▸ To do:
Can you continue the Mount Stuart trip report below from where it stops, carrying the Stuart Glacier Couloir climb forward?

Mt Stuart: Stuart Glacier Couloir. 04/24/2022


My friend Alex and I climbed Stuart Glacier Couloir on April 23-25 2022. The gate at the bridge was still closed and we had to hike to the Stuart Lake trailhead. We started at 10:20 on Saturday. The lower half of the road was bare, the higher part was still under snow, but was melting fast.

 

First view of mighty Mount Stuart with Ice Cliff

 

In Mountaineering Creek we initially followed a skin track, but then we lost and veered too much to the right stepping on a snow covered boulder field. This was a wrong path, we lost time finding our way through boulders and occasiaonally falling into holes between boulders.

 

Our wrong approach way

 

We should stay about 200 feet to the left. Eventually we corrected our mistake and regain skin track again. We came to the camp site at 7:40. It took us more than 7 hours of approach. We met skiers that skied down Sherpa Glacier. We noticed avalanche debris on a Sherpa Glacier, apparently came down wrom side couloirs, but we decided that the descend down Sherpa Glacier would be relatively safe. It was a sunny day and we thought snow must have time to consolidate.

▸ Records supplied:
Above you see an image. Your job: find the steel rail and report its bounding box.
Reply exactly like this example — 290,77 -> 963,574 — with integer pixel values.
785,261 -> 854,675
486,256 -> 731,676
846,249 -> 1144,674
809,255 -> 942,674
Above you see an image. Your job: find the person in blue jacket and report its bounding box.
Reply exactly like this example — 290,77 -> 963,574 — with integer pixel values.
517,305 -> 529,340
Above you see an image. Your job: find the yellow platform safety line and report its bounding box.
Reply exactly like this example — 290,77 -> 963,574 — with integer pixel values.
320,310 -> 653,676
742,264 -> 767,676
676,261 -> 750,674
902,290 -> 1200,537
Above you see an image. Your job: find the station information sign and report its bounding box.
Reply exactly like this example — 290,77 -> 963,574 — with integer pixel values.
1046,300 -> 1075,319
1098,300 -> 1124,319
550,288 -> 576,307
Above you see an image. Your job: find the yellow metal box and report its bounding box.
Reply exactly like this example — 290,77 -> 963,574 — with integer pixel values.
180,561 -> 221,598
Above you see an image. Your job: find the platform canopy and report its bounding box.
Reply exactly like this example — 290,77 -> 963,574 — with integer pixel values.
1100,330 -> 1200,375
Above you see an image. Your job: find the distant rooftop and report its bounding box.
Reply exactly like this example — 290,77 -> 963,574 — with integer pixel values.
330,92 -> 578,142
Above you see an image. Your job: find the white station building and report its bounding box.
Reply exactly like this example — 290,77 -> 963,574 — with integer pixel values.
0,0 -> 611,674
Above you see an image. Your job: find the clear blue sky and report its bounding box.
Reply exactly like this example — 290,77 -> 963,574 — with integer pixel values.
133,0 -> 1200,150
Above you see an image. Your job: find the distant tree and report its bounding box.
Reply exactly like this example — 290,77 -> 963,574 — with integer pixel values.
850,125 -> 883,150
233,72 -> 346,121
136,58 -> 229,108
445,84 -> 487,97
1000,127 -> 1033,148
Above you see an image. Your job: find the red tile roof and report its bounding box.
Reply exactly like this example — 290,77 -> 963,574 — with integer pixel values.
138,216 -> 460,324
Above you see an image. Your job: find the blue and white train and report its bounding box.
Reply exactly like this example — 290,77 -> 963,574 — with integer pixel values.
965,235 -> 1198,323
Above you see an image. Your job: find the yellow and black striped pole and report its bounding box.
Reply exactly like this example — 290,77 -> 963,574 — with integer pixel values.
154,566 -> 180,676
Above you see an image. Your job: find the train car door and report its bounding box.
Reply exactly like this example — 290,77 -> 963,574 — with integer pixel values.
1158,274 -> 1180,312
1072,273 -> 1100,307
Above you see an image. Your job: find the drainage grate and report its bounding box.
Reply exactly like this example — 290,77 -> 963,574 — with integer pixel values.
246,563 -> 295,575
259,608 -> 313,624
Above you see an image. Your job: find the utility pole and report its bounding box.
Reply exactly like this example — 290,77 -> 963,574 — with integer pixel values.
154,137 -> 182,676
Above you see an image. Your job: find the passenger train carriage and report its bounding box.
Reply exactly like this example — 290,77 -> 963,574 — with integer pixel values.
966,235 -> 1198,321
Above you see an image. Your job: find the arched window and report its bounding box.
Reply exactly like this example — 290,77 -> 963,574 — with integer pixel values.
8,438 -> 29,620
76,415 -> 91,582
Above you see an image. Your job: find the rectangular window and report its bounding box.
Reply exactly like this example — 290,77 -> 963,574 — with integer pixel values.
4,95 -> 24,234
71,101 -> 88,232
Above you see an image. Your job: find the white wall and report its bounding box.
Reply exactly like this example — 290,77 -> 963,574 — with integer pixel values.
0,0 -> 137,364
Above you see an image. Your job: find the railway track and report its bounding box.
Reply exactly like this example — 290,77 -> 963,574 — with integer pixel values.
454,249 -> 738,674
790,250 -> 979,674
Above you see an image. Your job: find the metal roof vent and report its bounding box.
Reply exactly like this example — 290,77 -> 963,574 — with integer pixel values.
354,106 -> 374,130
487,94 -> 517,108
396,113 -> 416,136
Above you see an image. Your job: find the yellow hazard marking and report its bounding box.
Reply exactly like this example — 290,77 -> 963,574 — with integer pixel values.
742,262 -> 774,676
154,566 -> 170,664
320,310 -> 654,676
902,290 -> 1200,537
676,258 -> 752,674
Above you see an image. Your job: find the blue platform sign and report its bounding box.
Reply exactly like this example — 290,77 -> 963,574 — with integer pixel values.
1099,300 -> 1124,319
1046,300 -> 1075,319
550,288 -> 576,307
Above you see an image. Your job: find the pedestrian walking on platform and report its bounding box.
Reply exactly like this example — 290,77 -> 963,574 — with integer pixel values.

▸ Expected output:
 

 

 

Alarm woke us at 3 am. It was cold at night and initially snow crust was firm enough to hold our weight. We hope that we will have a good snow conditions, but we were wrong. Very soon snow crust start breaking and we had to do slow and tiring postholing.

 

 

Ice Cliff

 

Bypassing North Ridge

 

 

We hoped that in the couloir with less sun exposure the snow will became firmer. We were wrong again and found snow powder instead, very good for skiing down, but making miserable knee to tight deep postholing on a way up. On a good side, the bergshrund was almost completely covered with snow.

 

At the bergshrund

 

Couloir entrance

 

The first ice step was about 20 feet 80 degrees WI3. There we were heavilly pounded by spindrift. Second ice step was WI2 about the same hight. Then again postholing all the way to the ridge. It took us 7.5 hours to event reach West Ridge Notch.

 

1st ice step

 

 

 

 

After reaching the col we climbed two relatively easy full pitches as in the route description.

After transition to North Face things became more difficult. There was a lot of snow excavation to reach a rock hold or put a pro. I found some insecure slabs and decided to cut this pitch short and exit back to the ridge earlier.

From there we climbed some variation pitch. First there was a corner and a fist crack, then after a short traverse to the right an interesting slab move and a crack. This pitch was quite engaging, not sure about the grade. M4-M5 maybe.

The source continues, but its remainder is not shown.